* What to do
**a)** Say whether each of these statements agrees with the SSH troubleshooting thread, answering yes or no and quoting the deciding words of the thread: (i) The two servers are SPARC machines. (ii) Logging in from other Solaris/Linux boxes with the mysql account fails during the period of refused Windows logins. (iii) The putty log recorded the failed connection in detail.
**b)** Resume the SSH troubleshooting thread, writing what comes next after its final sentence.

* Text passage
SSH strangeness

Two SPARC servers running latest patches on S10U11. When the mysql account logs into either machine from a windows 7 workstation via putty or other ssh program, the first attempt works fine. Trying to ssh in from the same terminal a second time using either the mysql account or any other LDAP account yields an immediate Connection Refused response. This refusal will continue for several minutes. Logging off the first mysql session does not allow another login from any account until whatever is happening times out. Logging into multiple sessions with other accounts from the same workstation works fine; this appears to be tied to the mysql account.

While attempted logins are getting the Connection Refused message while trying to connect from the windows workstation, sshing to the machines from any other Solaris/Linux box (even using the mysql account) works fine.

Any wild ideas?

try

ssh -v

and show us the outputs? It might contain some info.

Well, here's the interesting thing. I use putty and turn on logging and the log is empty. So I use the SSH that comes with Cygwin and -vvv tells me that it checks the stuff in ~/.ssh, enables compatibility mode for protocol 2.0 and then "ssh_exchange_identification: Connection closed by remote host." Period. End of communication.

[Collected data entries]
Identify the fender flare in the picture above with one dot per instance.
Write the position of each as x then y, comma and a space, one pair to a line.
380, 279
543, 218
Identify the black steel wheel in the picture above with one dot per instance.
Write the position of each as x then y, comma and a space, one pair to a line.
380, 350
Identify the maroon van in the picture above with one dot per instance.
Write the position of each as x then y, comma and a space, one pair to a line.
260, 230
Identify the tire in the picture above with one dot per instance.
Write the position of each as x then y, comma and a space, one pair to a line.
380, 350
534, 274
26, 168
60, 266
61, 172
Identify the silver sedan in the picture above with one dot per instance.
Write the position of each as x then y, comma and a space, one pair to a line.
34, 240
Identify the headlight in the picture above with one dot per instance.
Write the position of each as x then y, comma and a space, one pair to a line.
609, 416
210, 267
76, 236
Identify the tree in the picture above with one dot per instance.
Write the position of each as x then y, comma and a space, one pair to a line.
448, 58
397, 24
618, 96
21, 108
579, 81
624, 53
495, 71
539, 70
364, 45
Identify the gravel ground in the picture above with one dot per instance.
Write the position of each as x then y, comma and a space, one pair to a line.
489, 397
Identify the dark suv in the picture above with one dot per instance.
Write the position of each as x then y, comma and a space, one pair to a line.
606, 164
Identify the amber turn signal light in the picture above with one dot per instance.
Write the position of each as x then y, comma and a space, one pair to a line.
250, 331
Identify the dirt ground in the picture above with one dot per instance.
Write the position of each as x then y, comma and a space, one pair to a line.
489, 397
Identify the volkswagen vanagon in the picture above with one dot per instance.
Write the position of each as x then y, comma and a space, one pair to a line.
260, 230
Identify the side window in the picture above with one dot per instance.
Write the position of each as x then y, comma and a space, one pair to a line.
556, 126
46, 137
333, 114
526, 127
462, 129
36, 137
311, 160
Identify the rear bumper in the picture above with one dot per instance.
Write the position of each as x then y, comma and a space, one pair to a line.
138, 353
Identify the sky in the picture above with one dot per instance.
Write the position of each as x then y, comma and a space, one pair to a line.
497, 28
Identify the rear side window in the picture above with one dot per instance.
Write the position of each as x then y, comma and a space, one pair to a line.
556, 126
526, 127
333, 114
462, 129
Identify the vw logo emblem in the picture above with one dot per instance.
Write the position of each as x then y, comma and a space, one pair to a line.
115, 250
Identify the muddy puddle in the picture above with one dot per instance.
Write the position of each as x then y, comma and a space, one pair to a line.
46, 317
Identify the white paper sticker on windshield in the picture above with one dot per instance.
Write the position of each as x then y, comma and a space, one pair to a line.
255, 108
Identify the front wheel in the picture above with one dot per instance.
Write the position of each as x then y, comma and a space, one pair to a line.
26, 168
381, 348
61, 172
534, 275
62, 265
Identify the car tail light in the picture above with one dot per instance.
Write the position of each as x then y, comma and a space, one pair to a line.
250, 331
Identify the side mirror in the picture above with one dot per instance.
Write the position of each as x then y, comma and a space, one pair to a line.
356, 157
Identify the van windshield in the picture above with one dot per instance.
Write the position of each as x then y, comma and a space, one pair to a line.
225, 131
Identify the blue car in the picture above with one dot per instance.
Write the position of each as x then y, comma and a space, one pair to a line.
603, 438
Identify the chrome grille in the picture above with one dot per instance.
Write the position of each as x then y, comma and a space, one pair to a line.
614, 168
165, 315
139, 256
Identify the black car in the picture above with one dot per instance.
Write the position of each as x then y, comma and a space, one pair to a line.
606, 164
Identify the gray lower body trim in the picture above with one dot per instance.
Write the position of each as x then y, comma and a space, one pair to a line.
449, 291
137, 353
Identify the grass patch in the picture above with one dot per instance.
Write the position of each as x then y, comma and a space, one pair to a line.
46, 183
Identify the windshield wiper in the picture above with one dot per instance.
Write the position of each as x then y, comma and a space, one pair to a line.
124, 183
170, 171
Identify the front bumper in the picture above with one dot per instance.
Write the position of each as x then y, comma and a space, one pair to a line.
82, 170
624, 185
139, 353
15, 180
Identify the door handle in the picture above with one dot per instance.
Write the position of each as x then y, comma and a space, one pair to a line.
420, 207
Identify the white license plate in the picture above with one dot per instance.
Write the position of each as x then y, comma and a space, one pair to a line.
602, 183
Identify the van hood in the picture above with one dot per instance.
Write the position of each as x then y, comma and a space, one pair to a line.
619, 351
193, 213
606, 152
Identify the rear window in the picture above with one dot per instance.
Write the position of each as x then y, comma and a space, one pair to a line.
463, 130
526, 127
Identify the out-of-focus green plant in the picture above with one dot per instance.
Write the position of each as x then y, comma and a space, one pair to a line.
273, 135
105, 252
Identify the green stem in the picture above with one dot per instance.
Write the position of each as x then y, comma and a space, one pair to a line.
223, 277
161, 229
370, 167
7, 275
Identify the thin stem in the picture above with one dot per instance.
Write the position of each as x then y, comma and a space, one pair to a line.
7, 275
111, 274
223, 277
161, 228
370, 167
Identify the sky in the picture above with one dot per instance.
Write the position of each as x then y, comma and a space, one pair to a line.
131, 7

* Results for the exercise
**a)**
(i) Yes: "Two SPARC servers running latest patches on S10U11."
(ii) No: "sshing to the machines from any other Solaris/Linux box (even using the mysql account) works fine."
(iii) No: "I use putty and turn on logging and the log is empty."

**b)**
This is another explanation. SSH to Solaris 10 (u11) box as LDAP user mysql from windows workstation. Login successful. Try to log in to the same Solaris box as any other user. Fails with unexpected disconnect mesage. In the meantime, you CAN ssh into the box from another Solaris 10 machine as any account, including mysql. This only seems to happen when you log in as mysql.

It is as if the Solaris machine allows mysql to have only one session per ip per x number of minutes.

---------- Post updated at 11:57 AM ---------- Previous update was at 08:52 AM ----------

Another update. When "mysql" user logs in, an entry is made automatically in /etc/hosts.deny: ALL:ip.add.rr.ess where ip.add.rr.ess is the my workstation ip.

I do not know what is causing this entry; it does not do it for any other account. TCP_wrappers does not appear to be running; I don't see anything in cron to indicate there is some other script running that could be checking the ssh logs, etc. Removing hosts.deny from /etc seems to alleviate the issue for now.

That explains it.
But what puts the entry there?
What gives

ls -l /etc/hosts.deny

Is it owned by root, not writable by others?
Any correlation with the login time?
Any correlation with a root crontab entry?

There's nothing in root's (or anyone else's) crontabs that would do this.

Only root has write access to hosts.deny. The OSSEC group has read access.

Before lunch, I renamed hosts.deny to hosts.deny.org. When I came back from lunch, it recreated hosts.deny. Sure enough, I logged in as mysql and the ip deny line is added into hosts.deny.

Some people read Ellery Queen or Sir Arthur Conan Doyle. They should just follow me around because I'm always finding stuff like this.

OSSEC.

Ossec has a feature that will create the hosts.deny file and populate it with "bad" ips.